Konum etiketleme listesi
⁂

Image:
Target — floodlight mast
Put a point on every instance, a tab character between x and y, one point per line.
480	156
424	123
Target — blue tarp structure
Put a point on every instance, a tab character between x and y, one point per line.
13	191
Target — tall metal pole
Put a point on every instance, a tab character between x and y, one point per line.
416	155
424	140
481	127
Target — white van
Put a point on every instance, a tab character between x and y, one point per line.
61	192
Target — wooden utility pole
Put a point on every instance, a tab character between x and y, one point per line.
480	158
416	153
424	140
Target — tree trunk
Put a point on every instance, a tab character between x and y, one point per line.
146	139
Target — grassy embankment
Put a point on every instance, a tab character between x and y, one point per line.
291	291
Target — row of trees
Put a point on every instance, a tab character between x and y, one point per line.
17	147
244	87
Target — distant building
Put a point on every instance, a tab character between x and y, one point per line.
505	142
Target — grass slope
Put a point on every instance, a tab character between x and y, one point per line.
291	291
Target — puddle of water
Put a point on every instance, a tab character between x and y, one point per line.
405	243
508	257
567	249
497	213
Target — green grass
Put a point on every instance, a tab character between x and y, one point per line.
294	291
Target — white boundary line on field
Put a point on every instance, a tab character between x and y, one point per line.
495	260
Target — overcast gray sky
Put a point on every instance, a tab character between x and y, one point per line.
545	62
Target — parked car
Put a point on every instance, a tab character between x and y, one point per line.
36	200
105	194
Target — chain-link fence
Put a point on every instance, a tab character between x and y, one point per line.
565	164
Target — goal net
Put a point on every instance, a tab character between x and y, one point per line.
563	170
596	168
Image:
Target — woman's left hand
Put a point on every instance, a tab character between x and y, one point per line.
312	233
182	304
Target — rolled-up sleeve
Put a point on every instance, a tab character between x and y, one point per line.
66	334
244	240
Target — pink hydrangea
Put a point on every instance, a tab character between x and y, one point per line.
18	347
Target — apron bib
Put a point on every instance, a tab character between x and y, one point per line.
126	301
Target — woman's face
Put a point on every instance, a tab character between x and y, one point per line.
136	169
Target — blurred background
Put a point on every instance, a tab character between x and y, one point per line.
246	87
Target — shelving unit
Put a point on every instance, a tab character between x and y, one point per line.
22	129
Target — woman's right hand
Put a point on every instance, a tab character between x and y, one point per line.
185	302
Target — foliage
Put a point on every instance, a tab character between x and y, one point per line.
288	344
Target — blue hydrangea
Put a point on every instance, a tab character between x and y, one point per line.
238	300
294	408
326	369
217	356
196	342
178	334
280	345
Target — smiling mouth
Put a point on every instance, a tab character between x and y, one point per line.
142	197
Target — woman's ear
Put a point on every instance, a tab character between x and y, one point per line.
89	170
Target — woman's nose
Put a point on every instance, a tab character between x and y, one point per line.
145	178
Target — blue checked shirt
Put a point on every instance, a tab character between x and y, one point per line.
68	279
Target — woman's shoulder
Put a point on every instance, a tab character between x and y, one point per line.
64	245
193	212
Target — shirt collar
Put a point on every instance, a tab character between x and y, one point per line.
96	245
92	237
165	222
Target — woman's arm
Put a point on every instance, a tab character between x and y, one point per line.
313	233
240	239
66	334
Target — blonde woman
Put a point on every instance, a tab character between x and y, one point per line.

⁂

Görevin amacı:
Yukarıdaki listenin bütün satırlarını numaralı bir listeye aktarın. Boş satırları dahil etmeyin.

Yanıt:
1. Image:
2. Target — floodlight mast
3. Put a point on every instance, a tab character between x and y, one point per line.
4. 480	156
5. 424	123
6. Target — blue tarp structure
7. Put a point on every instance, a tab character between x and y, one point per line.
8. 13	191
9. Target — tall metal pole
10. Put a point on every instance, a tab character between x and y, one point per line.
11. 416	155
12. 424	140
13. 481	127
14. Target — white van
15. Put a point on every instance, a tab character between x and y, one point per line.
16. 61	192
17. Target — wooden utility pole
18. Put a point on every instance, a tab character between x and y, one point per line.
19. 480	158
20. 416	153
21. 424	140
22. Target — tree trunk
23. Put a point on every instance, a tab character between x and y, one point per line.
24. 146	139
25. Target — grassy embankment
26. Put a point on every instance, a tab character between x and y, one point per line.
27. 291	291
28. Target — row of trees
29. Put a point on every instance, a tab character between x and y, one point per line.
30. 17	147
31. 244	87
32. Target — distant building
33. Put a point on every instance, a tab character between x and y, one point per line.
34. 505	142
35. Target — grass slope
36. Put a point on every instance, a tab character between x and y, one point per line.
37. 291	291
38. Target — puddle of water
39. Put a point on every instance, a tab character between x and y, one point per line.
40. 405	243
41. 508	257
42. 567	249
43. 497	213
44. Target — green grass
45. Put a point on every instance, a tab character between x and y, one point per line.
46. 294	291
47. Target — white boundary line on field
48. Put a point on every instance, a tab character between x and y, one point per line.
49. 495	260
50. Target — overcast gray sky
51. Put a point on every instance, a tab character between x and y, one point per line.
52. 545	62
53. Target — parked car
54. Put a point on every instance, a tab character between x and y, one point per line.
55. 36	200
56. 105	194
57. Target — chain-link fence
58. Put a point on every instance, a tab character between x and y, one point per line.
59. 565	164
60. Target — goal net
61. Put a point on every instance, a tab character between x and y, one point per line.
62. 563	170
63. 596	168
64. Image:
65. Target — woman's left hand
66. Put a point on every instance, a tab character between x and y, one point per line.
67. 312	233
68. 182	304
69. Target — rolled-up sleeve
70. Put a point on every instance, a tab character between x and y, one point per line.
71. 66	334
72. 244	240
73. Target — pink hydrangea
74. Put a point on every instance, a tab character between x and y, one point per line.
75. 18	347
76. Target — apron bib
77. Put a point on every instance, a tab character between x and y, one point per line.
78. 126	301
79. Target — woman's face
80. Put a point on every instance, a tab character between x and y, one point per line.
81. 136	169
82. Target — blurred background
83. Put a point on every instance, a tab character between x and y, one point per line.
84. 246	87
85. Target — shelving unit
86. Put a point on every instance, a tab character between x and y, one point per line.
87. 22	129
88. Target — woman's right hand
89. Put a point on every instance, a tab character between x and y, one point per line.
90. 185	302
91. Target — foliage
92. Put a point on every instance, a tab character between x and y, one point per line.
93. 288	344
94. Target — blue hydrangea
95. Put a point on every instance, a tab character between x and y, one point per line.
96. 238	300
97. 294	408
98. 326	369
99. 217	356
100. 196	342
101. 178	334
102. 280	345
103. Target — smiling mouth
104. Put a point on every instance, a tab character between x and y, one point per line.
105. 142	197
106. Target — woman's ear
107. Put a point on every instance, a tab character between x and y, one point per line.
108. 89	170
109. Target — woman's nose
110. Put a point on every instance, a tab character between x and y, one point per line.
111. 145	178
112. Target — blue checked shirt
113. Put a point on every instance, a tab character between x and y, one point per line.
114. 68	279
115. Target — woman's shoulder
116. Put a point on every instance, a tab character between x and y, one point per line.
117. 64	245
118. 193	212
119. Target — shirt collar
120. Put a point on every instance, a tab character between x and y, one point per line.
121. 96	245
122. 92	237
123. 165	222
124. Target — woman's arm
125. Put a point on every instance, a tab character between x and y, one point per line.
126. 313	233
127. 240	239
128. 66	334
129. Target — blonde woman
130. Put a point on every instance, a tab character between x and y, one point per line.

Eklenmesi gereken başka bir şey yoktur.